─── Document section ───
I learned from my sports experiences that there is nothing I cannot do just because someone tells me I can't. ... I think the barrier which one has to overcome in order to realize something like that, however, is very high. [p. 42] There are too many pseudo-needs. In any case, in 1970 I began to study math in Leipzig, and ever since that time we tried to do environmental information work within the church. ... The church was the only place that was relatively safe from the encroachments of the security police.

Anyway, early on in our church group in Leipzig, we began to learn about Marxism because we thought that the party did not at all live up to its own ideology. We also thought that a critique that stayed within the dominant field of thought would be the most promising. Around 1975-76, we began to read Rosa Luxemburg, for example. ... We read texts, debated them, and tried to figure out what our relationship was to all of this. We also tried to connect with other groups and tried to work together with them--in activities such as putting provocative graffiti on walls, or writing and distributing pamphlets. Even such minor activities were extremely dangerous at the time.

One interesting thing we did was to write up lists of all the books that were in our possession, and to exchange these lists among ourselves. This turned out to have disastrous consequences for me. I had given my list to one of my friends, a politically very active person who was specifically working on trying to establish contacts to people who would later form Solidarnosc in Poland. Shortly thereafter, they arrested him. ...
───
* [Your task]:
In the Leipzig account above, rewrite the paragraph beginning "Anyway, early on in our church group" as a short bulleted list that keeps its main facts.
─── Extracted data ───
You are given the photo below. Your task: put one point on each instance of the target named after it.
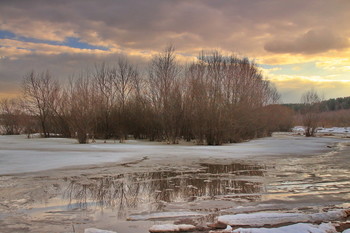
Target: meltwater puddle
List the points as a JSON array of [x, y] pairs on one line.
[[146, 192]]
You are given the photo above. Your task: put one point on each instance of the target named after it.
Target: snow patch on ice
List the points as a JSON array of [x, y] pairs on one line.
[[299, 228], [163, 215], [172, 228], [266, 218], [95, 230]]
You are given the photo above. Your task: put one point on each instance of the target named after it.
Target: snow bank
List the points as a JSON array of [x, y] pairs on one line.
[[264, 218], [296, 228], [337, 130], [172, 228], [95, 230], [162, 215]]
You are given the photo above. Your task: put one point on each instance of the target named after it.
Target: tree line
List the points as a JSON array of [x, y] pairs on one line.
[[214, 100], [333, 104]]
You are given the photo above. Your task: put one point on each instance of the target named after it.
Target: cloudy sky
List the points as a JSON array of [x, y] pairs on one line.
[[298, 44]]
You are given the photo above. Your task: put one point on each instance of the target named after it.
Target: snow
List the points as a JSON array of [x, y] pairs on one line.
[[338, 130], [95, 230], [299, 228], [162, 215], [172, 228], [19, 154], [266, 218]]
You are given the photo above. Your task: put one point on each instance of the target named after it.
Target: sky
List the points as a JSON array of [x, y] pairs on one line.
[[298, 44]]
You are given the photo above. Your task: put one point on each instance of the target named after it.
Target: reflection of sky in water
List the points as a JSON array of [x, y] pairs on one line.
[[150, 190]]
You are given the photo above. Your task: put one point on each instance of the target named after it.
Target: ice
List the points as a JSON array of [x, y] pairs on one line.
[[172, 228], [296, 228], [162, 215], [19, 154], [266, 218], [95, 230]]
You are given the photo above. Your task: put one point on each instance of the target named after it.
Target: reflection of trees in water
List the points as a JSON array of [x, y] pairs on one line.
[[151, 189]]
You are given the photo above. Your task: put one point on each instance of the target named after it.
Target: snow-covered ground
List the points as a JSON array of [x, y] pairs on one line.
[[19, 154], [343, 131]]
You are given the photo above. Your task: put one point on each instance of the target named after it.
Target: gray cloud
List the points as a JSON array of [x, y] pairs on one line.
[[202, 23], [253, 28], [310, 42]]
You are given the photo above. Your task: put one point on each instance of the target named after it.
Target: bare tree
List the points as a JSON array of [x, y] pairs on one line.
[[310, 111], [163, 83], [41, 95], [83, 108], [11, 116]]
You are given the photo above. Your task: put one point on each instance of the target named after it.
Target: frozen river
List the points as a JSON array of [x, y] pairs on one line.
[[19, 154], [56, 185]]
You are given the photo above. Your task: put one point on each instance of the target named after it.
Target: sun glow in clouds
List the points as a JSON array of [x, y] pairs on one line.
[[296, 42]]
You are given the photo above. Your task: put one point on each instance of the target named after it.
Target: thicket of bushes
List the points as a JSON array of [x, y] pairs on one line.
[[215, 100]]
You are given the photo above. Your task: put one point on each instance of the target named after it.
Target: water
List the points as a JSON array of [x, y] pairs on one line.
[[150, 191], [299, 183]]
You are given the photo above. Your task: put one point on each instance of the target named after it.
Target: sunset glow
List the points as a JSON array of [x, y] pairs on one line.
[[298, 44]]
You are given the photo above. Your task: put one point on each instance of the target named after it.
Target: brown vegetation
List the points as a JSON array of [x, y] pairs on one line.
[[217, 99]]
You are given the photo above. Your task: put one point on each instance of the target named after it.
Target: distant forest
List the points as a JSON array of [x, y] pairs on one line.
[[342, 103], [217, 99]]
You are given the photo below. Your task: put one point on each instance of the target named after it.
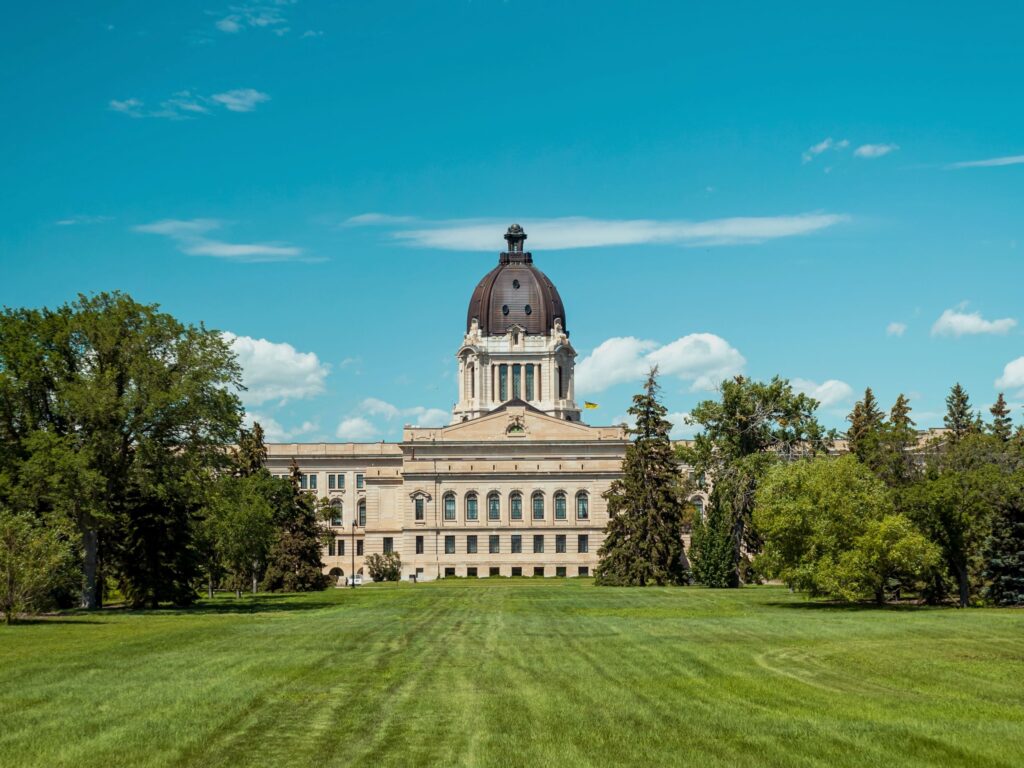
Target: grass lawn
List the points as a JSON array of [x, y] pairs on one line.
───
─── Extracted data ───
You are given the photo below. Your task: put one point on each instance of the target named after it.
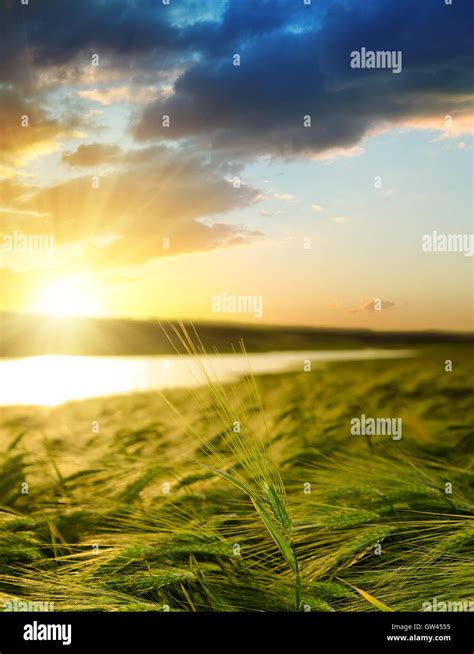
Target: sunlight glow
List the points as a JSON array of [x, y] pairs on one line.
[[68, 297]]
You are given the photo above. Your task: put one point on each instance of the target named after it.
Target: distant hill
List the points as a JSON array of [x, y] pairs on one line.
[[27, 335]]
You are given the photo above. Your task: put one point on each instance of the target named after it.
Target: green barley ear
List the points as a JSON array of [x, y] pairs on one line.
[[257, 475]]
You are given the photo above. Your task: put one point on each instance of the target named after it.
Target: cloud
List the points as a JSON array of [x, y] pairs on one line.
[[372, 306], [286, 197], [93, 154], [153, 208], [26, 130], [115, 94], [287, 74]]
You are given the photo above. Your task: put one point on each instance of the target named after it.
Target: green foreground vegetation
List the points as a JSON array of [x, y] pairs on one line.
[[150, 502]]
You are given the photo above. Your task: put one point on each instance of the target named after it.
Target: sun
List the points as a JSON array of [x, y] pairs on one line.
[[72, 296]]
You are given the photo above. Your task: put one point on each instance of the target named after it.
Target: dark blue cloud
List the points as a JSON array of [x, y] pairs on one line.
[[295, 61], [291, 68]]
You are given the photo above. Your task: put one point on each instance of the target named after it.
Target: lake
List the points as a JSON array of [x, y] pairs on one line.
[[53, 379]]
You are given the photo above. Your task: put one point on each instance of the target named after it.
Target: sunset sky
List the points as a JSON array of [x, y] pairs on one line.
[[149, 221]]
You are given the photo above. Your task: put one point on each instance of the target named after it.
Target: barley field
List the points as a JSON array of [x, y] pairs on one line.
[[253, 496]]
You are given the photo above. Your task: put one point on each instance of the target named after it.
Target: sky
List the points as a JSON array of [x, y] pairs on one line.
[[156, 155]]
───
* [Exercise solution]:
- Early on, the church group in Leipzig began studying Marxism because members felt the party did not live up to its own ideology.
- They believed a critique from within the dominant field of thought would be most promising.
- Around 1975–76, they began reading Rosa Luxemburg, among others.
- They read and debated texts and tried to work out their own relationship to them.
- They sought out other groups and worked with them on activities like provocative graffiti and writing and distributing pamphlets.
- Even such minor activities were extremely dangerous at the time.